**TASK TO CARRY OUT**
Leaving out all pictures, return the records word for word.

━━━━━━━━━━━━━━━━━━━━

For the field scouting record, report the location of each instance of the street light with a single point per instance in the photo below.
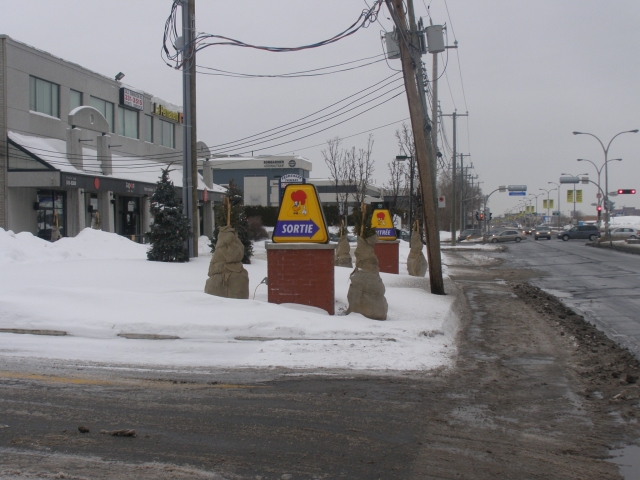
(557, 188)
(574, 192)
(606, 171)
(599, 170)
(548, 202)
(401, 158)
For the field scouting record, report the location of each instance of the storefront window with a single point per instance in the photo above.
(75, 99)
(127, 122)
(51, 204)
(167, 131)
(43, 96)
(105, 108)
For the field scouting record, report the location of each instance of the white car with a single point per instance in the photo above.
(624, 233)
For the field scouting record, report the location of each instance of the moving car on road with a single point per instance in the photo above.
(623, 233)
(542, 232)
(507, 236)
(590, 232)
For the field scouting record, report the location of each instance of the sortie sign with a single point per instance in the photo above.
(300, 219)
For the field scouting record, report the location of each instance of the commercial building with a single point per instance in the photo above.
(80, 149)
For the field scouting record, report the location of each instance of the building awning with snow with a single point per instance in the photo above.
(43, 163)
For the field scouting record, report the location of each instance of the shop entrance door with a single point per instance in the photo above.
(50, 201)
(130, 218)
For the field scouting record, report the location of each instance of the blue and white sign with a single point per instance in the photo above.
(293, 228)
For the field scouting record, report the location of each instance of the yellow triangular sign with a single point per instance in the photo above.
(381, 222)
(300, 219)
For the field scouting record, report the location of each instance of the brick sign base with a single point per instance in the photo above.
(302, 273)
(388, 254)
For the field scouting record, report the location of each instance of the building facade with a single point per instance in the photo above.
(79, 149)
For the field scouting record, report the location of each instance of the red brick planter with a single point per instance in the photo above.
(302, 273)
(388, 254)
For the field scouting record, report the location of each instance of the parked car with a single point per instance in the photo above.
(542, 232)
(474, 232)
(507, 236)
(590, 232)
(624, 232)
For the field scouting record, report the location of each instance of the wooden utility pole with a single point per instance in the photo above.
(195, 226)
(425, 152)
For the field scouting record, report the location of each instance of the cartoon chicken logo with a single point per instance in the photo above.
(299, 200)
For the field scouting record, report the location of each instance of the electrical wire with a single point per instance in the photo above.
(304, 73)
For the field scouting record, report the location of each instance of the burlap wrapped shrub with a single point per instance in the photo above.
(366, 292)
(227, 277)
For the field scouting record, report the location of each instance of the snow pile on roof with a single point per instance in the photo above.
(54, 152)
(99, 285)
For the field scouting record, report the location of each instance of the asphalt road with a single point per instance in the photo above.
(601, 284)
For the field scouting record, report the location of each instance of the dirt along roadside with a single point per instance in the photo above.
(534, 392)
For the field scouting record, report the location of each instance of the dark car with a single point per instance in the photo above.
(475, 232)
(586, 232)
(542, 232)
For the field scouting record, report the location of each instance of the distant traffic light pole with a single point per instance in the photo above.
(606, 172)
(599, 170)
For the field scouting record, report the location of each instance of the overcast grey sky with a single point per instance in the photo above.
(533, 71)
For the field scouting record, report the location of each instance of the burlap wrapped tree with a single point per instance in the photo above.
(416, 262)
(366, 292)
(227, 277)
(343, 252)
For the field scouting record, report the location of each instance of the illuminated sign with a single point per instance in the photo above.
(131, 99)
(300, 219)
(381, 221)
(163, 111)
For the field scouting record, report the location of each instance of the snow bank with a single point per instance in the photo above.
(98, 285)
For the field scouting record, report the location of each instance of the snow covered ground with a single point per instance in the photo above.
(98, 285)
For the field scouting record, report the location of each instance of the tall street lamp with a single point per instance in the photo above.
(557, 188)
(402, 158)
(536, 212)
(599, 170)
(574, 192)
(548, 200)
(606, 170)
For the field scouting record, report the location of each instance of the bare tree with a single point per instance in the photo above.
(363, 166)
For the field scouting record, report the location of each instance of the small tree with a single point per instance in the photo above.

━━━━━━━━━━━━━━━━━━━━

**RESULT FOR THIS EXERCISE**
For the field scouting record, report the location of each instance of the street light with a single point per instance in the photo below.
(557, 188)
(574, 192)
(606, 171)
(599, 170)
(548, 202)
(401, 158)
For the field scouting record, report the location of each instance of the storefront window with a single point per instance in the photo above.
(75, 99)
(127, 122)
(51, 204)
(167, 131)
(43, 96)
(105, 108)
For the field scouting record, report the location of each instance of the white car with a single point per instance in the photo above.
(624, 233)
For the field scouting record, report the location of each instance of the moving car on road with a single point per instance in the photo above.
(623, 233)
(542, 232)
(507, 236)
(590, 232)
For the field scouting record, report the location of each instance of the sortie sign with a single point per instance in the photo above.
(300, 219)
For the field scouting record, report the location of each instance of the commercial building with a single point per instance in the photo above.
(80, 149)
For the field scouting record, report the location of each instance of the building awning with snow with a single point per instance in the photo above.
(43, 163)
For the field scouting record, report the location of each instance of the shop entrance door with a single point per instance in the photo above.
(50, 201)
(130, 218)
For the field scouting record, report the location of each instance of the blue and white sign with a single point per instance in the photo above.
(293, 228)
For the field scouting record, report the location of each instance of the yellow triangular sign with a single point per instance in the photo above.
(381, 222)
(300, 219)
For the field scouting record, report the location of each instance of the brick sign base with a single point per instance in the photo above.
(302, 273)
(388, 254)
For the field scouting record, report the location of each instance of the building facade with a single point per instance in the photo above.
(79, 149)
For the field scouting record, report the location of each instance of the red brick planter with a single point per instance in the photo above.
(302, 273)
(388, 254)
For the field scouting record, report the location of each instance of the parked car with a single point per instance in the photo above.
(542, 232)
(474, 232)
(507, 236)
(590, 232)
(624, 232)
For the field scouting record, report the location of each instance of the wooden utility pole with a single point per instance in the photo above.
(195, 226)
(425, 152)
For the field scouting record, report the location of each instance of the cartoon chicken logo with a single point per instance in the photo above.
(299, 200)
For the field scouting record, report the location of each instance of the electrical wire with a single point per instance in the photo above.
(304, 73)
For the field scouting record, report the location of each instance of the burlap wrapped shrub with a single point per instance in the photo above.
(366, 292)
(227, 277)
For the field scouting record, report the location of each instance of the snow pile on roof with a single point per instance in the photo above.
(54, 152)
(99, 285)
For the field scouting record, report the location of each instance of the asphalt road with a single point per instance in the photo above.
(601, 284)
For the field scouting record, report the location of each instance of the dirt along roadside with a single point per instance in the photo above.
(534, 392)
For the field scouting record, report the location of each instance of the dark car with a single point per instance in the photo above.
(475, 232)
(586, 232)
(542, 232)
For the field scouting record, report the location of each instance of the distant traffic light pole with a single point per instance in the photo above.
(606, 172)
(599, 170)
For the field scouting record, report the location of each instance of the overcast grey sky with a single point per instance in the photo above.
(533, 71)
For the field scouting record, report the location of each instance of the burlap wrapped tree with a single point per instance in the photo above.
(416, 262)
(366, 292)
(227, 277)
(343, 252)
For the field scouting record, report the location of each instance of the illuminated sign with a single point per instance in the photo above.
(131, 99)
(300, 219)
(381, 221)
(163, 111)
For the field scouting record, report the location of each instance of the snow bank with a single point per instance in the photo above.
(98, 285)
For the field scouting record, report the location of each instance of the snow covered ground with a single point per instance in the photo above.
(98, 285)
For the field scouting record, report the location of each instance of the tall street lamp with a single point per instance in the photo above.
(557, 188)
(402, 158)
(536, 212)
(599, 170)
(574, 192)
(548, 200)
(606, 170)
For the field scouting record, report the location of each instance of the bare tree with a single point per instance in the photo above.
(363, 166)
For the field scouting record, report the location of each instance of the small tree with a single point per instance in the photo above.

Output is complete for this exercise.